## DATA SUPPLIED

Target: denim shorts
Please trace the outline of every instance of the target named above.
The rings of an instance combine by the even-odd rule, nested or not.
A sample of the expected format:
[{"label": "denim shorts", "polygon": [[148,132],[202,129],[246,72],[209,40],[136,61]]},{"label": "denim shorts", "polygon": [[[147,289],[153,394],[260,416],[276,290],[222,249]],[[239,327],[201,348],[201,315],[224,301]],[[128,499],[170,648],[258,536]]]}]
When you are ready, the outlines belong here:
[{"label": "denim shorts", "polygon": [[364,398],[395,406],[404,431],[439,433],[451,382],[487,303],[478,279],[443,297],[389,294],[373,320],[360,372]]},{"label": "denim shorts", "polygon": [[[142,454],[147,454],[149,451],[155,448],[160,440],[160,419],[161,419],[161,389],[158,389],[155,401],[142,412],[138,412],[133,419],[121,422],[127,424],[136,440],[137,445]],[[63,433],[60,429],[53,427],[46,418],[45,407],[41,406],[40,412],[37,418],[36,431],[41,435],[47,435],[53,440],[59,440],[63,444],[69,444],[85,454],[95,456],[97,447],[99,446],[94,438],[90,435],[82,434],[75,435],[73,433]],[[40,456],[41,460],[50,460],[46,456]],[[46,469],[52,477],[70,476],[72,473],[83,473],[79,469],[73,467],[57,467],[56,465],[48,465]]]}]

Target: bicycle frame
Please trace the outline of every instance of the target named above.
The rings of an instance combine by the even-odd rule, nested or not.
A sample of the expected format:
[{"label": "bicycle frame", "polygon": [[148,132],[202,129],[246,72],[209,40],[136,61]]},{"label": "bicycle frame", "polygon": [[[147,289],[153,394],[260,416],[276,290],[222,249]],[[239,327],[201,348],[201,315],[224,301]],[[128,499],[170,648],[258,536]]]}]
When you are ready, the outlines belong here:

* * *

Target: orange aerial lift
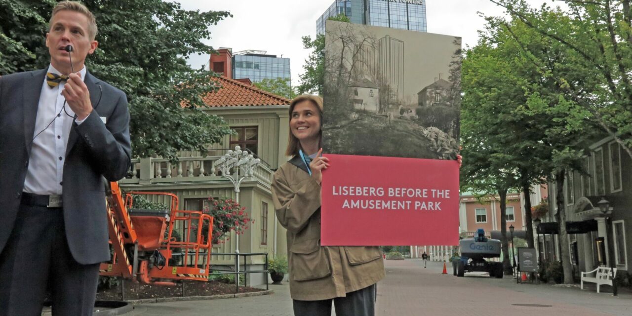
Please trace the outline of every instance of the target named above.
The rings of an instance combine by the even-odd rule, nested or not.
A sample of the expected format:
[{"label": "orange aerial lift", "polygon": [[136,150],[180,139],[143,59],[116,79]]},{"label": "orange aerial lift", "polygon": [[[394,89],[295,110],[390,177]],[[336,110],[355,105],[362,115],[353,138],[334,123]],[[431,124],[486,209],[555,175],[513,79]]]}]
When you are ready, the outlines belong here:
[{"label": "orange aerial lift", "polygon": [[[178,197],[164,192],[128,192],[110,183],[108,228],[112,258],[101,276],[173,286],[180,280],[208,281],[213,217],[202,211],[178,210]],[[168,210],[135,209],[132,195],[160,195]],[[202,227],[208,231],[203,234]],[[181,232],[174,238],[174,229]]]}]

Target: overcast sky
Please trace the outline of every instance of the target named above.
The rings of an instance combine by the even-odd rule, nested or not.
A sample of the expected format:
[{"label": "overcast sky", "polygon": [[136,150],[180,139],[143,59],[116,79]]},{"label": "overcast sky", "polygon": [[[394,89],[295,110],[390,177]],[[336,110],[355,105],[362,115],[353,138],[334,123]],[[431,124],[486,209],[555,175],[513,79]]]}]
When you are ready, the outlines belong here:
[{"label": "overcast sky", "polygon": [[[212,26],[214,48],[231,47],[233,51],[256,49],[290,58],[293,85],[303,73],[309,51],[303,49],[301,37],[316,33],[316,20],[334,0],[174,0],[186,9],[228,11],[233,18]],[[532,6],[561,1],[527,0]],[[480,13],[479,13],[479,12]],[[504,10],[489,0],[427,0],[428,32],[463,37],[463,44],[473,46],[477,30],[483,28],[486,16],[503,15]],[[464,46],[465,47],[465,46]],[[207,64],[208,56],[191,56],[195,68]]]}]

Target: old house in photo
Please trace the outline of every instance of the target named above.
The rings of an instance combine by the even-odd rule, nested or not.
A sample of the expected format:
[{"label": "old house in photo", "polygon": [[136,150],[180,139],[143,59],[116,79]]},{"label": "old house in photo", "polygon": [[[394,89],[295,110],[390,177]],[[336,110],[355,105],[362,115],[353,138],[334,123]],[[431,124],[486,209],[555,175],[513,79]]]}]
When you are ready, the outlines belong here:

## THE TASK
Report each line of the listing above that contains the string "aerial", and copy every such line in full. Uppercase and lowercase letters count as different.

## COMPLETE OUTPUT
Target: orange aerial lift
[{"label": "orange aerial lift", "polygon": [[136,150],[180,139],[143,59],[116,79]]},{"label": "orange aerial lift", "polygon": [[[394,89],[295,110],[390,177]],[[336,110],[355,105],[362,115],[353,138],[334,123]],[[431,124],[486,209],[555,175],[513,79]]]}]
[{"label": "orange aerial lift", "polygon": [[[178,197],[164,192],[128,192],[110,183],[108,228],[112,258],[101,276],[173,286],[180,280],[208,281],[213,217],[202,211],[178,210]],[[168,210],[135,209],[132,195],[160,195]],[[202,227],[208,231],[203,234]],[[181,232],[174,238],[174,229]]]}]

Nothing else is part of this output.